● Given exercise A
Begin at the entries line containing "Point out the woman's hand, one" and stop after the line containing "x=345, y=392". Recast those lines as a JSON list of strings, one string per line, with blank lines omitted.

# Where to fit Snow Chains



## MrLoverLover (Dec 16, 2015)

Hello. I have just bought a Fiat Motorhome and I will be going to France in January to hopefully find some snow.

In Winter I understand some roads in France require you to carry snow-chains; should I fix them to the front or the back wheels on my Fiat Motorhome?

I am new to Motorhoming but I understand there are places in France in towns and villages called Aires where you can park for free or very little cost but my friend who has a caravan told me under no circumstances to stop on them as you can be gassed and robbed. I just wondered what others did.

Thanks
Joe.


----------



## eurajohn (May 9, 2005)

???????????????????????????


Maybe.


----------



## jo662 (Jul 27, 2010)

Hi Joe
Welcome to MHF.
Iv never used snow chains,but I would guess you would fit them to your drive wheels
And as for being gassed its a load of rubbish.In saying that I would never over night on motorway aires,but I mostly use aires in towns and have never,ever had a problem.


----------



## MrLoverLover (Dec 16, 2015)

Thanks for these replies. Ah so just the wheels that the engine turns? I see, I think thats the back. Thanks for that.

No it was the aires in towns and villages that my Caravan friend said were unsafe. He says the crime rate in France is appalling and that you really should always use a Caravan Club approved site and even then you should install some Gas attack prevention alarms and beef up your security. I am starting to think its a bad idea and might just go to Butlins in Filey.


----------



## jo662 (Jul 27, 2010)

MrLoverLover said:


> Thanks for these replies. Ah so just the wheels that the engine turns? I see, I think thats the back. Thanks for that.
> 
> No it was the aires in towns and villages that my Caravan friend said were unsafe. He says the crime rate in France is appalling and that you really should always use a Caravan Club approved site and even then you should install some Gas attack prevention alarms and beef up your security. I am starting to think its a bad idea and might just go to Butlins in Filey.


Well you friend has been badly informed.There are lots of scare stories about gas attacks,but we never hear from the victim,only a friend of a friend knows someone who it happened to.
And as for France having appalling crime rate,its no different than anywhere if you dont take care.
We go to France at least three times a year mostly using aires and have never had one problem.
Only thing I would say is if an aire doesnt feel right just move on to another,there are a lot to choose from.
If you do go you will want to go back.France is a country best explored by Motorhome and is the best country in the world to use one!


----------



## Mrplodd (Mar 4, 2008)

It would appear your friend is communicating out of something other than his mouth!!

I spent many years touring France with a Motorhome before switching to a caravan earlier this year. We used Aires the majority of the time and never ever had any problems (other than finding them full that is) Gassing is an urban myth, no-one on here has ever been gassed and there are a LOT of members. 

France is THE most motorhome friendly country in the world, ignore your friend and get out there, you will LOVE IT!!!

If you have any questions just ask, there is a wealth of knowledge here that's yours for the asking.

Andy


----------



## cabby (May 14, 2005)

Butlins do not allow motorhomes. 
snow chains go on the front wheels, as the Fiat is a front wheel drive.
You could go to Scotland if you just want snow.>>

cabby


----------



## jo662 (Jul 27, 2010)

MrLoverLover said:


> Thanks for these replies. Ah so just the wheels that the engine turns? I see, I think thats the back. Thanks for that.

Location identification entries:
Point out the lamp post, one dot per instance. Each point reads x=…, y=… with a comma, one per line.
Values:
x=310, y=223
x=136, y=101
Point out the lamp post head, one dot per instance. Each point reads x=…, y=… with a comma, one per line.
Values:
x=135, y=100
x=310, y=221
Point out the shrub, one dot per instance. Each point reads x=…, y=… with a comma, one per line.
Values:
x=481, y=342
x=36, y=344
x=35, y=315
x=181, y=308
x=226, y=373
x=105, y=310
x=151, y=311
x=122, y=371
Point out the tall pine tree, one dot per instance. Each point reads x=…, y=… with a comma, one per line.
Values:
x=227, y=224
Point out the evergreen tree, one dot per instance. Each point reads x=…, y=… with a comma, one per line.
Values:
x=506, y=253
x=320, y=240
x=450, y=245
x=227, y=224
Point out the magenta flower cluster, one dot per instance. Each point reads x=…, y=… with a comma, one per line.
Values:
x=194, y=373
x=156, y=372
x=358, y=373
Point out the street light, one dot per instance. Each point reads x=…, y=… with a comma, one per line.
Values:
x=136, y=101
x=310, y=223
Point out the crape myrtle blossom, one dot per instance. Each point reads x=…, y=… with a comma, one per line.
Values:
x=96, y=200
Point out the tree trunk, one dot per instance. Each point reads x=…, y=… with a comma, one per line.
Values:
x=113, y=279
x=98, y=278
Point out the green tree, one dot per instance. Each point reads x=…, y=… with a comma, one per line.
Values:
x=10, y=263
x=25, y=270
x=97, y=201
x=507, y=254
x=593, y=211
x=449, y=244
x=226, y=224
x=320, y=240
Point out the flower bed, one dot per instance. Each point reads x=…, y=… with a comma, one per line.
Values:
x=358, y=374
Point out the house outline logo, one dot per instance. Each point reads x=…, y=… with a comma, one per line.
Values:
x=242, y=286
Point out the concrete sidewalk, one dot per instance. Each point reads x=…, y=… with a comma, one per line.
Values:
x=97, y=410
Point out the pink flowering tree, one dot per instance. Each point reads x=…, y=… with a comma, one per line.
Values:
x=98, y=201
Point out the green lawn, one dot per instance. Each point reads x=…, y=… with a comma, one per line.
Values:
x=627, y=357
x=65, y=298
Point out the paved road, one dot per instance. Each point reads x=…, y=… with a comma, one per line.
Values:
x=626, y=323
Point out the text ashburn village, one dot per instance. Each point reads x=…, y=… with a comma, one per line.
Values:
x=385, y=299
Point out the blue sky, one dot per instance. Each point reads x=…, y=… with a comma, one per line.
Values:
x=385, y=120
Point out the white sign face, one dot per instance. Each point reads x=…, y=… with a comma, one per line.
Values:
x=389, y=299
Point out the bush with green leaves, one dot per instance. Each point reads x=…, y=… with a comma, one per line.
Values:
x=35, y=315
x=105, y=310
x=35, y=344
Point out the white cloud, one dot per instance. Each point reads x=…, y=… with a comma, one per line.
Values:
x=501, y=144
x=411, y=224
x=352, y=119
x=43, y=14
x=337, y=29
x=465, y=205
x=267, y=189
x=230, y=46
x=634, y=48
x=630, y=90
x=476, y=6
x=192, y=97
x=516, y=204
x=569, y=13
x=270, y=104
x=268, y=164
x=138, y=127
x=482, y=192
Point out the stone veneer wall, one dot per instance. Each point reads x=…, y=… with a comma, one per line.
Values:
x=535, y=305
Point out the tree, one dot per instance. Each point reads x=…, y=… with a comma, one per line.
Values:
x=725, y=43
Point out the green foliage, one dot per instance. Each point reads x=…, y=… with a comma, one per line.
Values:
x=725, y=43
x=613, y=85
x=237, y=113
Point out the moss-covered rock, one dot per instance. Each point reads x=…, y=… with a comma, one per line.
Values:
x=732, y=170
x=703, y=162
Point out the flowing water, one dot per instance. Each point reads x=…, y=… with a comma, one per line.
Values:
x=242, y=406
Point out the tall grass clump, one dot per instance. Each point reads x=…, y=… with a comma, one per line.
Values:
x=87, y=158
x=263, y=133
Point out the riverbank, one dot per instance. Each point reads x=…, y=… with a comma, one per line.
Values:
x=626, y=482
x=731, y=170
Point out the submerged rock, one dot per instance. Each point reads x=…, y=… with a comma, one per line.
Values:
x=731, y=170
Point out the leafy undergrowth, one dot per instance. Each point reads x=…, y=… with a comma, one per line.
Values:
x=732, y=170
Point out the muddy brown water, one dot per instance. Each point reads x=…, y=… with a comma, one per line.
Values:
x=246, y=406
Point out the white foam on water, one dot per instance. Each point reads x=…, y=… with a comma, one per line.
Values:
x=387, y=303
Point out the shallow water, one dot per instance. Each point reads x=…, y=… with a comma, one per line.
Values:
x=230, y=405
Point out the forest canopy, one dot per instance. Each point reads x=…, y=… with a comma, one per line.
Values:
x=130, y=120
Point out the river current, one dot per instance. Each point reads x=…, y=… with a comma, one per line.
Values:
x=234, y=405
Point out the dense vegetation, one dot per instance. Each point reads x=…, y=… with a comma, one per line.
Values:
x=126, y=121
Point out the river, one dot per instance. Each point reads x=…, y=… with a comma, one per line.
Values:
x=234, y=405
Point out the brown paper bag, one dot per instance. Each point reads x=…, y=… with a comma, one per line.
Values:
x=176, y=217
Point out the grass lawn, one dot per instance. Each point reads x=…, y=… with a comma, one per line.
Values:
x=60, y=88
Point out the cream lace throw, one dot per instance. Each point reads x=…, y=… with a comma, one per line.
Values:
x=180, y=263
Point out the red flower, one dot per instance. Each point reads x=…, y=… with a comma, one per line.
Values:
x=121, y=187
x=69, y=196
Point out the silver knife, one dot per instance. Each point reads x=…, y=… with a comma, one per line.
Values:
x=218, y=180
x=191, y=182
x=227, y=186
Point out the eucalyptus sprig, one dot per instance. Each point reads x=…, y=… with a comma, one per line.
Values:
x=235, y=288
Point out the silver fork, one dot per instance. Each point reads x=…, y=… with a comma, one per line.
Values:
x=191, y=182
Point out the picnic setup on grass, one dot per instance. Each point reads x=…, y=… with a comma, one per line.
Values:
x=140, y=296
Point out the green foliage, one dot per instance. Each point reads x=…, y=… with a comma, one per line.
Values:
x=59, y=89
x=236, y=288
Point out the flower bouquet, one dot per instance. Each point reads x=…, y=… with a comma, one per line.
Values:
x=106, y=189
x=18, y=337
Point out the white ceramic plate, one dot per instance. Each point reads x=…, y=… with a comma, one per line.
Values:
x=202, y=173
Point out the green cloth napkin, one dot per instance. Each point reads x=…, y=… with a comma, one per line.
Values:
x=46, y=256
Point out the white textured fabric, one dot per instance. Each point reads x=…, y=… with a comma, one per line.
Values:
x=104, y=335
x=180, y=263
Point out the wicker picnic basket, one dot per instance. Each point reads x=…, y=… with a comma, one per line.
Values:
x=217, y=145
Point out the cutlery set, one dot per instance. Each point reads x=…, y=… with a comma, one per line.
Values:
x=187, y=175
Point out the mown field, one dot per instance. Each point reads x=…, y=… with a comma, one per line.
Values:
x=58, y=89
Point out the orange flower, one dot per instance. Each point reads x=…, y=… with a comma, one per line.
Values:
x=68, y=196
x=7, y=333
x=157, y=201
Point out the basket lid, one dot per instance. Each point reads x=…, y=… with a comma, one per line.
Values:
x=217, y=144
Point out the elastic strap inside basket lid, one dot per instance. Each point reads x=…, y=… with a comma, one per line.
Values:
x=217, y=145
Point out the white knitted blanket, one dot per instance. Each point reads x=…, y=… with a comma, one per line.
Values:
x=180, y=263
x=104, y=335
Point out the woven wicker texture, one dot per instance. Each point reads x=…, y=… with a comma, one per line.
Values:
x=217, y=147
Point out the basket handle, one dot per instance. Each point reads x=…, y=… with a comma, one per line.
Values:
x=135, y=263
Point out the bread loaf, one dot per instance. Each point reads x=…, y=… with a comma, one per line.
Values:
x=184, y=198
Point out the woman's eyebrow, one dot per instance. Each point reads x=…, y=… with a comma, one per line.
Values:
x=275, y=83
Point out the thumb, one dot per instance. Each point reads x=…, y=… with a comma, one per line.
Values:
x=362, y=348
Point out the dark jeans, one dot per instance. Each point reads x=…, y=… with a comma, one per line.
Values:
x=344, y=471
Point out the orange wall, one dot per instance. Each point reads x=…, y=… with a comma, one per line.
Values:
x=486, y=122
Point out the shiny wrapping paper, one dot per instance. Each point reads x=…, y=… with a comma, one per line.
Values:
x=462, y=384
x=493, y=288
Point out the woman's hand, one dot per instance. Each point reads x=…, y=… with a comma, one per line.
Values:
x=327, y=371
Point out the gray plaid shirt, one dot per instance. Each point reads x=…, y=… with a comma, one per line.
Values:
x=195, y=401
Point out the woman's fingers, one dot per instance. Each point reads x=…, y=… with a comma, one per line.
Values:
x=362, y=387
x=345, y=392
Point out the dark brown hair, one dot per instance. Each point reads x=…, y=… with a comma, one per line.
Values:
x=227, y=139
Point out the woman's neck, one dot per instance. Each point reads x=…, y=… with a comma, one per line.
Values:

● Given exercise B
In the snow chains thread, condense the paragraph beginning "I spent many years touring France" into two or three shorter sentences that keep its main facts.

● Result A
[
  "Point out the woman's hand, one dot per instance. Each point reads x=…, y=… with a comma, one per line.",
  "Values:",
  "x=327, y=371",
  "Point out the gray plaid shirt, one dot per instance. Each point reads x=…, y=… with a comma, one per line.",
  "Values:",
  "x=195, y=401",
  "Point out the woman's fingers, one dot per instance. Each point reads x=…, y=… with a comma, one per line.",
  "Values:",
  "x=362, y=387",
  "x=345, y=392"
]

● Result B
The writer toured France by motorhome for many years, then switched to a caravan earlier this year. Aires were used most of the time, and the only problem was sometimes finding them full. Gassing is an urban myth: no member of the forum has ever been gassed, and it has a great many members.